### Task
In the text about the 1998 MTV Movie Awards, which song did The Wallflowers perform?

### Text block

==========

- Date: Saturday, May 30, 1998
- Location: Barker Hangar, Santa Monica, California
- Country: United States
- Hosted by: Samuel L. Jackson

Television/radio coverage
- Network: MTV

= 1998 MTV Movie Awards =

American film awards ceremony

The 1998 MTV Movie Awards were held on Saturday, May 30, 1998, airing on MTV from the Barker Hangar in Santa Monica, California, and hosted by Samuel L. Jackson.

==Performers==
- Natalie Imbruglia — "Torn"
- The Wallflowers — "Heroes"
- Brandy featuring Ma$e — "Top of the World"

==Presenters==
- Heather Graham and Robert Downey Jr. — presented Best Villain
- Anne Heche and Jeff Goldblum — presented Best Female Performance
- Denise Richards — introduced Natalie Imbruglia
- Jennifer Love Hewitt and Marlon Wayans — presented Best Kiss
- Jennifer Lopez and Babyface — presented Best Song from a Movie
- Milla Jovovich and Chris Tucker — presented Best Action Sequence
- Christina Ricci and Puff Daddy — presented Breakthrough Performance
- Samuel L. Jackson — introduced The Wallflowers
- Martin Landau — presented the Lifetime Achievement Award
- Jenna Elfman and Woody Harrelson — presented Best Dance Sequence
- Matt Dillon and Cameron Diaz — presented Best On-Screen Duo
- Jamie Lee Curtis and Ray Liotta — presented Best Comedic Performance
- Joey Lauren Adams and Billy Zane — presented Best Fight
- Master P — introduced Brandy featuring Ma$e
- Forest Whitaker — presented Best New Filmmaker
- Minnie Driver — presented Best Male Performance
- Neve Campbell and Courteney Cox-Arquette — presented Best Movie

==Awards==
Below are the list of nominations. Winners are listed at the top of each list in bold.

==========

### Data records
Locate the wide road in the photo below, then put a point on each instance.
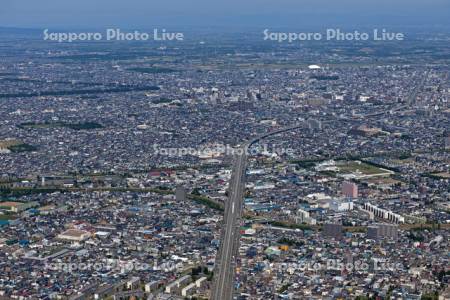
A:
(223, 285)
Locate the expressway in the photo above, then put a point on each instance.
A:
(223, 286)
(224, 279)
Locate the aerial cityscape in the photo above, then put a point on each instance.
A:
(204, 164)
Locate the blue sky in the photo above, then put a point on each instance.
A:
(238, 13)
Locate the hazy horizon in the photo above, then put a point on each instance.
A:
(232, 13)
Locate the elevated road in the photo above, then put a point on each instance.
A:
(223, 286)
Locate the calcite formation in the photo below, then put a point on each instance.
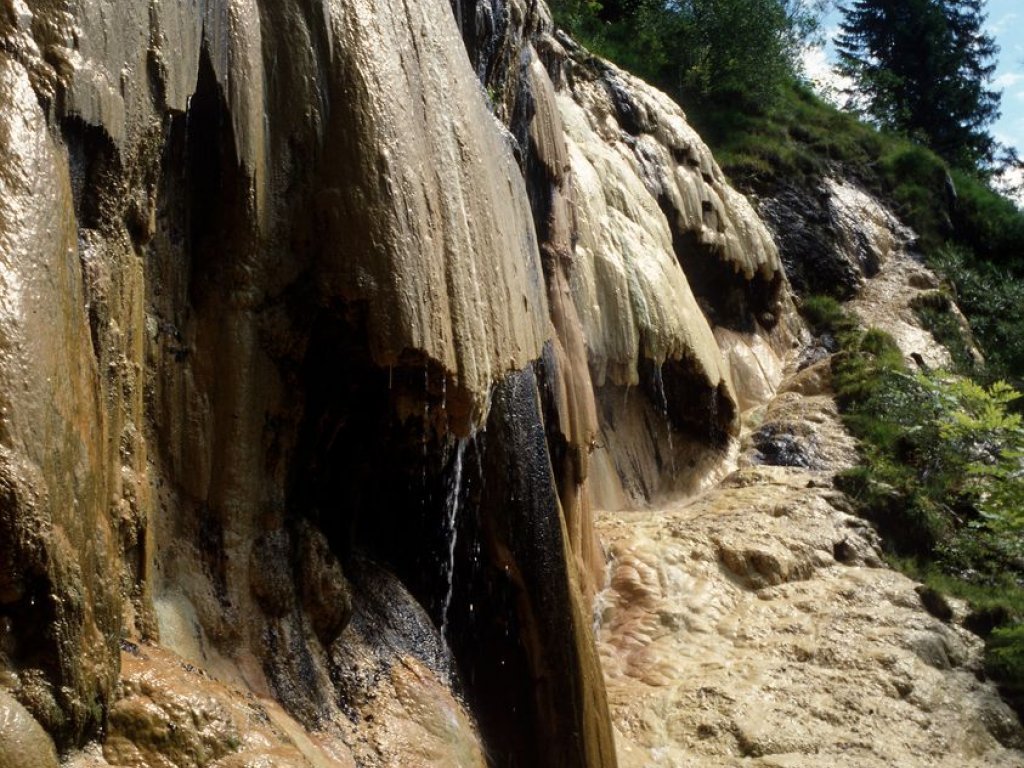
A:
(326, 330)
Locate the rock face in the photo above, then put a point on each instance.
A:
(325, 331)
(757, 625)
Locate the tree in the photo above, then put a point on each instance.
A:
(924, 68)
(735, 52)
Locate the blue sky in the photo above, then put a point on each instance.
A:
(1006, 24)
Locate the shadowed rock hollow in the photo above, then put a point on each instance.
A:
(326, 329)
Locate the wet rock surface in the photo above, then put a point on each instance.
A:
(756, 625)
(287, 293)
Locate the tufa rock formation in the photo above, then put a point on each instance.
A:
(327, 330)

==========

### Task result
"Heroes"